TEXTE RETENU:
Petit Boris et les méchants

Rappel d’un exploit résilient :
Souvenez-vous de ce formidable petit Boris de six ans qui a su, en 1944, déjouer les pièges pervers d’une rafle d’enfants organisée en gare de Bordeaux par Maurice Papon et ses acolytes. Relisez ces deux articles du blog :

https://toutpetits.wordpress.com/2009/05/26/cyrulnik-%C2%AB-je-me-souviens%E2%80%A6-%C2%BB/
https://toutpetits.wordpress.com/2008/02/01/une-prison-de-fils-de-laine/

Conte, fable ou fiction? l’histoire revisitée:
Pour rire un peu, nous allons imaginer un cours différent de cette histoire du petit Boris Cyrulnik, et nous permettre d’en faire une fiction où le très méchant sera puni. Mais il vous faut avoir relu les deux récits cités plus haut – ou vous en souvenir…

C’est fait? Alors suivez-moi :

Attente et évasion sur le quai de la gare de Bordeaux:
Donc, ce petit Boris Cyrulnik de six ans, du plus profond d’un instinct de petit animal qui a déjà vu disparaître sans raison ses parents et nombre de ses proches, a flairé le non sens de ce parc à enfants qu’est la couverture de laine où la petite troupe d’enfants juifs raflés par les services si efficaces de Maurice Papon doit attendre son destin de gibier promis à la déportation.

Évasion dans les pissotières
Boris a su s’évader de la redoutable prison de fils de laine et il se glisse jusqu’au fond des « toilettes » de la gare qui ne sont alors que vulgaires et sommaires pissotières à la Clochemerle.

EXERCICE A: D’après le texte sur le petit Boris Cyrulnik, dans quelle gare la rafle d’enfants de 1944 était-elle organisée ?
EXERCICE B: Recopiez fidèlement le passage du texte sur le petit Boris Cyrulnik qui va de « C’est fait? Alors » jusqu’à « à la déportation. » inclus.

LISTE DES DONNÉES:
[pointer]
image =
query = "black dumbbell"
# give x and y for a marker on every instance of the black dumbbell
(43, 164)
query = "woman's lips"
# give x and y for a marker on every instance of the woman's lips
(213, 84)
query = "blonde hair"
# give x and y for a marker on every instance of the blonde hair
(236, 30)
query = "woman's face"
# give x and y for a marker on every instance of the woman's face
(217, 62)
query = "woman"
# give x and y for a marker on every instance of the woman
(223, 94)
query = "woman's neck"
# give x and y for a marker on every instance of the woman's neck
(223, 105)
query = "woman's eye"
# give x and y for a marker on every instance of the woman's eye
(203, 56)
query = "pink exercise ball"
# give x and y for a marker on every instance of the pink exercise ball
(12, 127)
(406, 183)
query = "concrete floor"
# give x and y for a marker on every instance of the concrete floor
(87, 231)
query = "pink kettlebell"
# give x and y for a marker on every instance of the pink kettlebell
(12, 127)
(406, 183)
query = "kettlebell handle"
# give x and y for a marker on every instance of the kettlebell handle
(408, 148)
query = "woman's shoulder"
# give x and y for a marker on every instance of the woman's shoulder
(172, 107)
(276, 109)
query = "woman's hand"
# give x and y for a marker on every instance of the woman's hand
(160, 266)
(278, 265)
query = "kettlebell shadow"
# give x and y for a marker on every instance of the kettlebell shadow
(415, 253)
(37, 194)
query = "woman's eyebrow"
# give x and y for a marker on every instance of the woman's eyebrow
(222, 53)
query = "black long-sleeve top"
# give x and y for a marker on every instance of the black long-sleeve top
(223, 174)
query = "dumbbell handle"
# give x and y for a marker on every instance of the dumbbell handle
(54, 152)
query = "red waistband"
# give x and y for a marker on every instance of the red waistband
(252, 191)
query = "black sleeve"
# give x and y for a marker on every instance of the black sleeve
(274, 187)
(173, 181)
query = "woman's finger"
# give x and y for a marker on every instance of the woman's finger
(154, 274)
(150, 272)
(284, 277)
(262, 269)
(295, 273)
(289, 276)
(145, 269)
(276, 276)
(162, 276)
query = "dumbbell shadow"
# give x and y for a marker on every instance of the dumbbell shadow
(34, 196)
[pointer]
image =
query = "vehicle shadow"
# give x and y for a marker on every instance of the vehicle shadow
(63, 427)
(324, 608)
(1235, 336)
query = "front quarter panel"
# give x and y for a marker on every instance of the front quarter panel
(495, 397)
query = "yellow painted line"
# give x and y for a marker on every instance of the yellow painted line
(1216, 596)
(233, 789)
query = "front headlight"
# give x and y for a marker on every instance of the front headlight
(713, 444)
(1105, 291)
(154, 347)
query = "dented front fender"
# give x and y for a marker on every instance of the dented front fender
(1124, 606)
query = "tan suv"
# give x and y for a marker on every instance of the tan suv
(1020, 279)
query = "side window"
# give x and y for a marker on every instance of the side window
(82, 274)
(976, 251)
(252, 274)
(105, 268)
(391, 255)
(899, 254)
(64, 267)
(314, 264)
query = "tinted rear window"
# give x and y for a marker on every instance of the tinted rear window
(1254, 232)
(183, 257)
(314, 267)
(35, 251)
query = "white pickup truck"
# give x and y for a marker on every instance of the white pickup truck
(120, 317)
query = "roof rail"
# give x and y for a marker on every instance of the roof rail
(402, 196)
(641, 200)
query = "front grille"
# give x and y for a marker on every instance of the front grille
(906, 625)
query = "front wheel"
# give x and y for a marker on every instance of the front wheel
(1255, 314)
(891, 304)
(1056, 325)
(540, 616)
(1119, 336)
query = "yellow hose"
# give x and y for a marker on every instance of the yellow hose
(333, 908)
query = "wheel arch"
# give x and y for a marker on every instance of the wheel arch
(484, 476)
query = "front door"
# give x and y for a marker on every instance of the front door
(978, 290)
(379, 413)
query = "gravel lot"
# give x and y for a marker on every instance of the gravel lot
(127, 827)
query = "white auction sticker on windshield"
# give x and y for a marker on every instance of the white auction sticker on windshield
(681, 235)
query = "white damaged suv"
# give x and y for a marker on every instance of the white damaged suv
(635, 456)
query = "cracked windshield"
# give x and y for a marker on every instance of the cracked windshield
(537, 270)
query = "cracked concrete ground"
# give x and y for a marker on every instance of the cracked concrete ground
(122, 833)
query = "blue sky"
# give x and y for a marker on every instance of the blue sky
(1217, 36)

RÉPONSE COMPLÈTE A: En gare de Bordeaux.

RÉPONSE COMPLÈTE B:
C’est fait? Alors suivez-moi :

Attente et évasion sur le quai de la gare de Bordeaux:
Donc, ce petit Boris Cyrulnik de six ans, du plus profond d’un instinct de petit animal qui a déjà vu disparaître sans raison ses parents et nombre de ses proches, a flairé le non sens de ce parc à enfants qu’est la couverture de laine où la petite troupe d’enfants juifs raflés par les services si efficaces de Maurice Papon doit attendre son destin de gibier promis à la déportation.